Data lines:
+ + +
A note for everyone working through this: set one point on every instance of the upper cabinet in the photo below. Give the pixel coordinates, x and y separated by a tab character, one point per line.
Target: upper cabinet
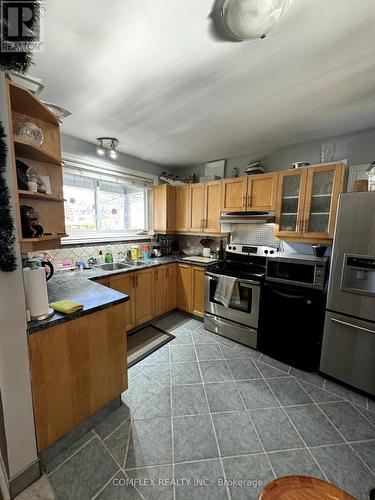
196	207
234	194
261	192
307	202
205	207
190	208
44	154
164	208
251	193
182	208
212	206
324	184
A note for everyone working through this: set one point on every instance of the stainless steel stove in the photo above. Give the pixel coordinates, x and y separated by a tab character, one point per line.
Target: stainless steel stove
239	321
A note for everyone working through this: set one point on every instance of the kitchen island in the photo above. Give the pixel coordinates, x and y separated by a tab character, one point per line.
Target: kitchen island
78	362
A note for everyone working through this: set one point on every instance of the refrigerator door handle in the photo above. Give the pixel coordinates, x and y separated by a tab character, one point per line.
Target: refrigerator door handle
352	326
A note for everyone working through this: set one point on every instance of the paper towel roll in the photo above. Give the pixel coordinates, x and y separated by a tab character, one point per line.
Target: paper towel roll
36	291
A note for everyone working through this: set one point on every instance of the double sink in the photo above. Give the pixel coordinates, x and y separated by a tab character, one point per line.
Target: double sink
114	266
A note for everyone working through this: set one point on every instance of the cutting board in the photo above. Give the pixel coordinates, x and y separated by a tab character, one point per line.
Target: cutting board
198	258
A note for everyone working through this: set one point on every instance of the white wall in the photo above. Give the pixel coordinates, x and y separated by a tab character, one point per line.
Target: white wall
358	148
14	362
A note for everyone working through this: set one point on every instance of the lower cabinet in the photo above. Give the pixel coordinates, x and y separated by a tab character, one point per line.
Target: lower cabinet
155	291
184	287
140	288
197	301
76	368
165	289
125	283
144	296
190	288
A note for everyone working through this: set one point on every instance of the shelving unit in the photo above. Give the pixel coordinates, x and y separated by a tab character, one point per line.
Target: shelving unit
39	196
47	161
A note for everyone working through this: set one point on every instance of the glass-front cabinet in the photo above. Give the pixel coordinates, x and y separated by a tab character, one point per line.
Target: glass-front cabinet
290	199
307	202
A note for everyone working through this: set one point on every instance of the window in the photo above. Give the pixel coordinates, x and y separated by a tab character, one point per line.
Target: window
104	207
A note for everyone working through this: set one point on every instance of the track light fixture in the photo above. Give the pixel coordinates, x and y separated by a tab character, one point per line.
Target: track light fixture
109	145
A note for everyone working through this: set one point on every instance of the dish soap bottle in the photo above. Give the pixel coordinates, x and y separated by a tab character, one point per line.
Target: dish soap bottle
100	257
108	257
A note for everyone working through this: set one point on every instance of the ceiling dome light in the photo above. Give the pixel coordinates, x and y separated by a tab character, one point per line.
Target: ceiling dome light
113	154
109	145
239	20
100	150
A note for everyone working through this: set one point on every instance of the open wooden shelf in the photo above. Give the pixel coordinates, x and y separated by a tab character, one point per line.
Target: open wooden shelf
24	149
39	196
24	101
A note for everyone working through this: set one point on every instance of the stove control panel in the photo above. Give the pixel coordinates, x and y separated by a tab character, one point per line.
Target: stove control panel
261	251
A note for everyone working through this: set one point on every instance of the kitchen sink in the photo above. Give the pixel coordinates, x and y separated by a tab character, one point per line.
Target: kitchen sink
113	266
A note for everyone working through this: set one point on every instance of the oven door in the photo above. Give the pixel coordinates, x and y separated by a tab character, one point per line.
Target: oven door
246	312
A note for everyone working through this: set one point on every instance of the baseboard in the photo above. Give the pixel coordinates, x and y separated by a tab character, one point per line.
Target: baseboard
4	485
24	479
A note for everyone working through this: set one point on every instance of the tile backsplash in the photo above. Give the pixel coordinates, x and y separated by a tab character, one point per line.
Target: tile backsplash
70	254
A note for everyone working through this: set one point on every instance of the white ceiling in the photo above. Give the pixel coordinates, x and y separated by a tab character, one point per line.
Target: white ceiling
151	73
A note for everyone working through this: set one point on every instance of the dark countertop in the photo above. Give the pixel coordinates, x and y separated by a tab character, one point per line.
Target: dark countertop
80	287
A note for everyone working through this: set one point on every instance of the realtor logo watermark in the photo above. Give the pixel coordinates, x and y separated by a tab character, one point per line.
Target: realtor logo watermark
22	26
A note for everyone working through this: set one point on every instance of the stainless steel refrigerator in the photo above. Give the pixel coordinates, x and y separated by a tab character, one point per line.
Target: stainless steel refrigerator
348	351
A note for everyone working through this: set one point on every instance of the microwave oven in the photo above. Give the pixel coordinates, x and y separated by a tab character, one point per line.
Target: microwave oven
298	270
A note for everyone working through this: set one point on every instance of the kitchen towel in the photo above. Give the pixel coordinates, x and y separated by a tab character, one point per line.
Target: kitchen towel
66	306
224	290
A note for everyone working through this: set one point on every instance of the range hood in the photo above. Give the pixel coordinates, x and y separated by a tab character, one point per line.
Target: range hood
247	217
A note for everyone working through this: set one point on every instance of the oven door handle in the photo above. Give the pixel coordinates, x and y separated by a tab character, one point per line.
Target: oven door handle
357	327
288	295
239	280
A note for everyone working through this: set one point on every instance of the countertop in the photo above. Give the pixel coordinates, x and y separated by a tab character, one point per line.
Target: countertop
80	286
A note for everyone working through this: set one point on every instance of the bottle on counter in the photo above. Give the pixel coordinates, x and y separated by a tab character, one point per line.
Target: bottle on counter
100	257
108	258
135	252
221	250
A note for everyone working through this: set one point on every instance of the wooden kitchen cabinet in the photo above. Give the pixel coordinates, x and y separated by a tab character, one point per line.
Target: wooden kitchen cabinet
205	207
46	159
76	368
306	203
190	288
125	283
212	207
160	290
144	296
323	186
196	207
184	282
171	272
182	208
234	194
253	193
261	192
165	289
164	208
197	299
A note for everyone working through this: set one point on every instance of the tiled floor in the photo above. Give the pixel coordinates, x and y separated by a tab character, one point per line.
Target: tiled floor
203	413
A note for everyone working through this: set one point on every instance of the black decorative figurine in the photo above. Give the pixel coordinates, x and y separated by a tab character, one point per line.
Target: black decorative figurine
29	221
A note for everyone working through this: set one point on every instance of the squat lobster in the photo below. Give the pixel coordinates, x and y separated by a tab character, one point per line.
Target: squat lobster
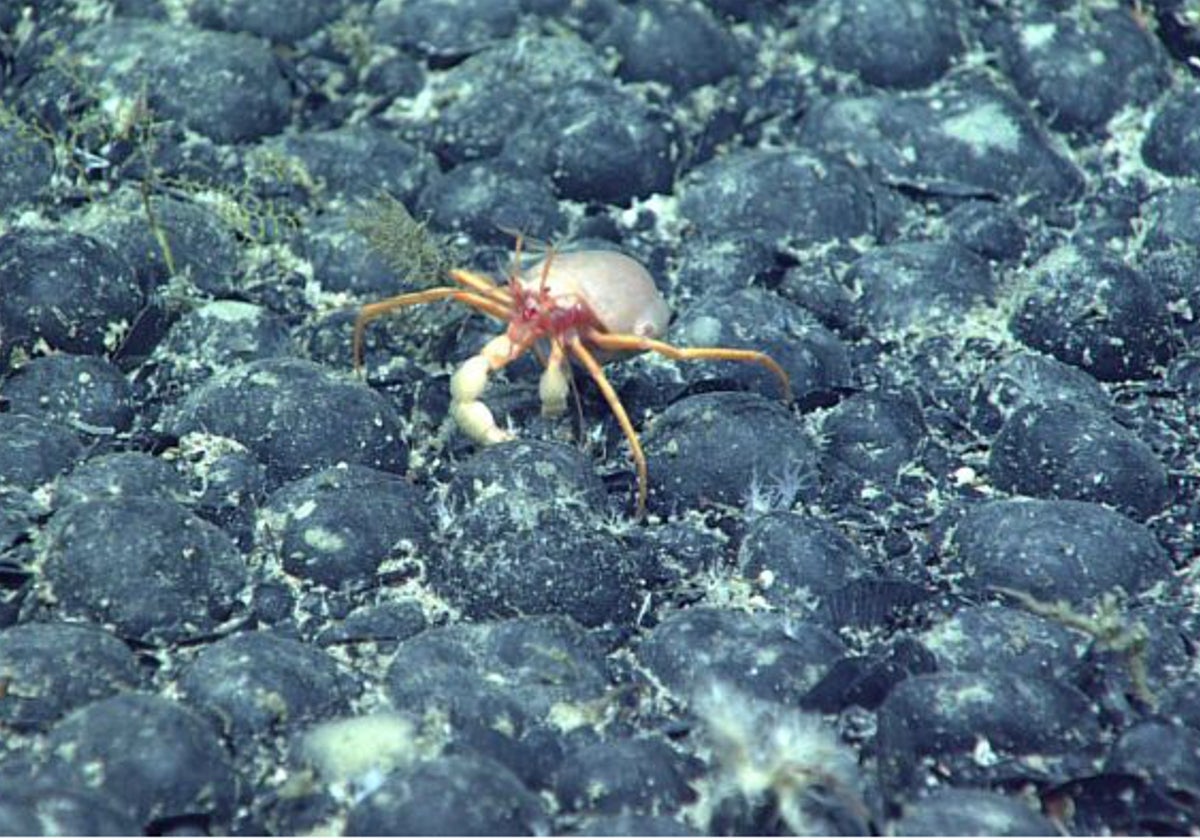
582	305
+ + +
**Stated goal**
Rewrite the records above as a numbered list, omitting blank lines and leaving out the pictures.

**Completed exercise**
1. A note for everyone working through this: set one point on every instance of the upper cabinet in the photo below. Give the pixel coordinates, x and y separated by a tab character, one point per line.
2. Target: upper cabinet
3. 196	207
4. 234	194
5. 261	192
6. 307	202
7. 205	207
8. 190	208
9. 44	154
10. 164	208
11. 251	193
12. 182	208
13. 212	206
14. 324	184
15. A note for everyone working through this: set one point on every instance of the stainless steel stove in the photo above. Give the pixel coordinates, x and y separated by a tab character, one point per line.
16. Target: stainless steel stove
17. 239	321
18. A note for everyone working through this: set one point on every instance of the kitchen island in the photo above. Give the pixel coordinates, x and y separated by a tab character, one point per line.
19. Target: kitchen island
20. 78	362
21. A note for everyone working through this: set one point on every instance of the refrigerator door handle in the photo above. Give the pixel coordinates, x and y separated by a tab character, one point per line.
22. Target: refrigerator door handle
23. 352	326
24. A note for everyone working through this: set one point on every instance of the paper towel roll in the photo above. Give the pixel coordinates, x and y separated by a tab character, one point per line.
25. Target: paper towel roll
26. 36	291
27. A note for everyone working through this: set one point on every instance of the double sink in the photo above. Give the pixel coordinates, x and y separated by a tab character, one point per line.
28. Target: double sink
29. 114	266
30. A note for everyone working through this: set one point on every instance of the cutting board in the photo above. Give the pixel coordinates, x and y separated by a tab character, one point per line.
31. Target: cutting board
32. 198	258
33. A note for everyone working through this: set one point on every instance of the white wall in the photo above. Give the pixel coordinates, x and y separated by a tab character, one point per line.
34. Target: white wall
35. 358	148
36. 14	362
37. A note for everyone working through this: set one point on every instance of the lower cabinet in the photo above. Give the pixel coordinates, x and y separated by a tab character, one point per line.
38. Target: lower cabinet
39. 155	291
40. 184	287
41. 140	288
42. 197	301
43. 76	368
44. 165	289
45. 125	283
46. 144	296
47. 190	288
48. A note for everyone working through this: set one point on every instance of the shelving unit in the photo above. Give the pixel coordinates, x and y separated by a tab character, one point per line.
49. Target: shelving unit
50. 39	196
51. 47	161
52. A note for everyone working through this: set one point on every instance of the glass-front cabinet in the photo above. Give the pixel coordinates, x and y separated by a tab character, one point per line.
53. Target: glass-front cabinet
54. 290	199
55. 307	202
56. A note for everyone working through this: set one point on every instance of the window in the photo above. Give the pixel coordinates, x and y separated by a tab character, one point per line.
57. Target: window
58. 104	207
59. A note for everyone working through this: set one point on every instance of the track light fixture in the photo above. Give the pixel coordinates, x and y separated by a tab character, one point per line.
60. Target: track light fixture
61. 109	145
62. A note for everyone working through this: set one point on every instance of the dish soap bottle in the photo above. Give the pixel coordinates, x and y separated by a tab character, one point per line.
63. Target: dish soap bottle
64. 100	257
65. 108	257
66. A note for everyone working through this: set one point on every instance of the ceiling dome light in the photo above. Give the pixel coordinates, x and y separated by a tab character, one point per line.
67. Target: ceiling dome light
68. 113	154
69. 109	145
70. 239	20
71. 100	150
72. A note for everyone working through this: set one point on every instance of the open wooden shelf in the photo above. Give the pixel coordinates, x and y separated by a tab character, one point per line.
73. Target: open wooden shelf
74. 24	149
75. 39	196
76. 24	101
77. A note for everyone working through this: set one point on every instance of the stove control panel in the photo above. Give the pixel coordinates, x and y separated by a tab character, one point per line.
78. Target: stove control panel
79. 261	251
80. A note for everyone working through this: set one point on every instance of the kitchen sink in the photo above. Give the pixel coordinates, x and y separated by a tab character, one point per line.
81. Target: kitchen sink
82. 113	266
83. A note for everyone working through this: set one point on every instance of the oven door in the photo above. Give the pixel coordinates, x and y separated by a tab character, one point per line.
84. Target: oven door
85. 246	312
86. A note for everyone working through this: set one point on every instance of the baseboard in the photo above. Give the pixel coordinates, x and y separated by a tab character, one point per line.
87. Target: baseboard
88. 4	485
89. 24	479
90. A note for everyone working through this: set one point on every instance of the tile backsplash in the photo above. Give the pixel coordinates, x and y separated by a tab character, one point per line.
91. Target: tile backsplash
92. 70	254
93. A note for everyone working through this: set one point on every instance of the white ceiling in the photo above. Give the pixel coordinates, x and y separated by a tab character, one point per line.
94. Target: white ceiling
95. 151	73
96. A note for everyone working through this: set one point on every instance of the dark countertop in the photo above. Give the pixel coordinates, x and y separated by a tab character, one point per line.
97. Target: dark countertop
98. 80	287
99. A note for everyone working through this: set one point on every instance of the realtor logo watermark in the photo above. Give the pixel coordinates, x and y separated by a tab character, one point per line.
100. Target: realtor logo watermark
101. 22	26
102. A note for everyone working through this: set one point on every instance of the stainless steel refrigerator in the photo above. Give the pixel coordinates, x and y separated by a tab character, one point per line.
103. Target: stainless steel refrigerator
104. 348	351
105. A note for everyone working through this: set one point on every instance of the microwave oven in the photo above. Give the pixel coordinates, x and y separated by a tab character, one point per line.
106. Target: microwave oven
107. 298	270
108. A note for everyone working through this: set one point on every instance of the kitchen towel in the photo above. Give the pixel coordinates, x and y separated by a tab character, one point per line.
109. Target: kitchen towel
110. 66	306
111. 224	290
112. A note for everyone working through this: set one point on every instance of the range hood in the photo above. Give the pixel coordinates, x and y separated by a tab character, one point per line.
113. Target: range hood
114. 247	217
115. A note for everyone working through this: set one point on every instance of the oven door handle in the photo above. Give the pixel coordinates, x and y separated by a tab character, one point per line.
116. Target: oven door handle
117. 357	327
118. 288	295
119. 239	280
120. A note for everyone working through this: set one point on every instance of the countertop in the photo above. Give the pixel coordinates, x and y separated by a tab character, one point per line.
121. Target: countertop
122. 80	286
123. A note for everyone working through this: set one point on every instance of the bottle on counter in the photo above. Give the pixel coordinates, x and y separated by a tab character, one point per line.
124. Target: bottle on counter
125. 100	257
126. 108	258
127. 135	252
128. 221	250
129. A note for everyone working through this: set one point on every instance of the wooden kitchen cabinet in the photo above. Give the pixel coordinates, x and y separated by a tab character, one point per line.
130. Target: wooden kitchen cabinet
131. 205	207
132. 46	159
133. 76	368
134. 306	203
135. 190	288
136. 125	283
137. 212	207
138. 160	290
139. 144	296
140. 323	186
141. 196	207
142. 184	282
143. 171	272
144. 182	208
145. 234	194
146. 253	193
147. 261	192
148. 165	289
149. 164	208
150. 197	299
151. A note for everyone working through this: set one point on every instance of the tiled floor in the photo above. Give the pixel coordinates, x and y separated by a tab character, one point per line.
152. Target: tiled floor
153. 203	413
154. A note for everyone working through this: set one point on every instance of the black decorative figurine in the photo above. Give the pixel coordinates, x and y separated by a tab character, one point per line.
155. Target: black decorative figurine
156. 29	221
157. A note for everyone working through this: set one point on every instance of the squat lobster in the photo below. Give the pixel coordinates, x and y separated by a tab character, one point per line.
158. Target: squat lobster
159. 582	305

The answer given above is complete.